[Data drawn from a collection]
-- Start --

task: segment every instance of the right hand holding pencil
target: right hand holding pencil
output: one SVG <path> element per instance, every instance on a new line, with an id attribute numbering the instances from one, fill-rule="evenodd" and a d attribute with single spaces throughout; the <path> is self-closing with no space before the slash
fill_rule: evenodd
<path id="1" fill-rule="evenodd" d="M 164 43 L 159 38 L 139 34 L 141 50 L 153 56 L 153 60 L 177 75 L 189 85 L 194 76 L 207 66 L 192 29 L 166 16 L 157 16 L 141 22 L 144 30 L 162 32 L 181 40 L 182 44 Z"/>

-- End --

§ **Task goal**:
Reproduce the entries above verbatim, line by line, without altering any character.

§ **Solution for this exercise**:
task: segment every instance of the right hand holding pencil
target: right hand holding pencil
output: one SVG <path> element per instance, every instance on a new line, with an id attribute numbering the instances from one, fill-rule="evenodd" and a d attribute with single spaces throughout; the <path> is self-closing with no space before the slash
fill_rule: evenodd
<path id="1" fill-rule="evenodd" d="M 164 43 L 159 38 L 139 34 L 141 50 L 153 56 L 153 60 L 177 75 L 189 85 L 194 76 L 207 66 L 192 29 L 166 16 L 157 16 L 141 22 L 144 30 L 162 32 L 181 40 L 182 44 Z"/>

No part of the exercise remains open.